>> begin Data

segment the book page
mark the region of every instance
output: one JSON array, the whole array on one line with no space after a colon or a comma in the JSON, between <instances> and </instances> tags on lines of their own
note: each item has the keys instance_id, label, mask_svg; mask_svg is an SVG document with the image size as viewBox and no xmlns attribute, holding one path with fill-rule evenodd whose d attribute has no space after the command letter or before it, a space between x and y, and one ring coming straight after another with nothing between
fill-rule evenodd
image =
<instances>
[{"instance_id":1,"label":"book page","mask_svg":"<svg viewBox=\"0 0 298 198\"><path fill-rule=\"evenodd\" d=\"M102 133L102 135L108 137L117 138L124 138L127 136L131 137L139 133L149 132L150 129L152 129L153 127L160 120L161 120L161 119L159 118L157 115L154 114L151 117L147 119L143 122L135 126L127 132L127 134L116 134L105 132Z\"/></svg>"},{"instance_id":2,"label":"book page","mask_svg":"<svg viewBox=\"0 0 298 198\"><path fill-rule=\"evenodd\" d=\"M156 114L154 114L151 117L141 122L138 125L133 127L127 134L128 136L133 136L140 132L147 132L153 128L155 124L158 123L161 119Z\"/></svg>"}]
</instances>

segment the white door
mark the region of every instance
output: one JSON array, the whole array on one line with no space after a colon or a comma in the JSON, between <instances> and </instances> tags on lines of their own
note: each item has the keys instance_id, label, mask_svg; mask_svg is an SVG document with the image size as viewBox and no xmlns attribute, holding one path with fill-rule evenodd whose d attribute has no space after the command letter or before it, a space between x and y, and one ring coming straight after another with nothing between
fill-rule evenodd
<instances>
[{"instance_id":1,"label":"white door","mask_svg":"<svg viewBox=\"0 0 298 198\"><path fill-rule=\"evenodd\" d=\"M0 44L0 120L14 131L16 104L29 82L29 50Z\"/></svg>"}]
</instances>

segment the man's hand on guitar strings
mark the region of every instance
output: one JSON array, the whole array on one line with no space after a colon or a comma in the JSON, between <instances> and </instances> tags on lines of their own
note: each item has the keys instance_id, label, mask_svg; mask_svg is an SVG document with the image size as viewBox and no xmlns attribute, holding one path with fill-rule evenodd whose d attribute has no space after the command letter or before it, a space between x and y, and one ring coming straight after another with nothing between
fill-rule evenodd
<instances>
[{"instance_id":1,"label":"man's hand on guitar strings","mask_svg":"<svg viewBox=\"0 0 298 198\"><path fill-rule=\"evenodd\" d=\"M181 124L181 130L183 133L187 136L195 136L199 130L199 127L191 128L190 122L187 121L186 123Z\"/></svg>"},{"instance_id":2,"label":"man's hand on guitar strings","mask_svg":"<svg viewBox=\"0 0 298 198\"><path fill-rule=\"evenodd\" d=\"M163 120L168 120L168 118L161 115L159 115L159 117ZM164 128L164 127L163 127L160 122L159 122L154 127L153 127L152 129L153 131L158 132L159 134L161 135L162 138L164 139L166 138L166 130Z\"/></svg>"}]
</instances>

>> end Data

### Given request:
Copy the records again line for line, starting at the line that contains "segment the white door" and ending at the end of the records, with both ends included.

### Result for this exercise:
segment the white door
mark the region of every instance
output: one JSON array, the whole array on one line with no space after a colon or a comma in the JSON, between <instances> and </instances> tags on lines of their own
note: each item has the keys instance_id, label, mask_svg; mask_svg is an SVG document with the image size as viewBox and no xmlns attribute, holding one path with fill-rule evenodd whose d attribute has no space after the command letter or before it, a space between x and y, and one ring coming straight after another with nothing between
fill-rule evenodd
<instances>
[{"instance_id":1,"label":"white door","mask_svg":"<svg viewBox=\"0 0 298 198\"><path fill-rule=\"evenodd\" d=\"M0 44L0 120L14 131L16 104L29 82L29 50Z\"/></svg>"}]
</instances>

segment the man's hand on guitar strings
mark the region of every instance
output: one JSON array, the whole array on one line with no space after a colon or a comma in the JSON, between <instances> and </instances> tags on lines of their own
note: each item has the keys instance_id, label, mask_svg; mask_svg is an SVG document with the image size as viewBox and no xmlns attribute, holding one path with fill-rule evenodd whose d attribute has no space after the command letter or before it, a space between x and y, and one ring coming straight after another with nothing between
fill-rule evenodd
<instances>
[{"instance_id":1,"label":"man's hand on guitar strings","mask_svg":"<svg viewBox=\"0 0 298 198\"><path fill-rule=\"evenodd\" d=\"M181 124L181 130L183 133L187 136L195 136L199 130L199 127L191 128L190 122L187 121L186 123Z\"/></svg>"},{"instance_id":2,"label":"man's hand on guitar strings","mask_svg":"<svg viewBox=\"0 0 298 198\"><path fill-rule=\"evenodd\" d=\"M163 120L168 120L168 118L161 115L159 115L159 117ZM164 128L164 127L163 127L160 122L159 122L154 127L153 127L152 129L153 131L158 132L159 134L161 135L162 138L164 139L166 138L166 130Z\"/></svg>"}]
</instances>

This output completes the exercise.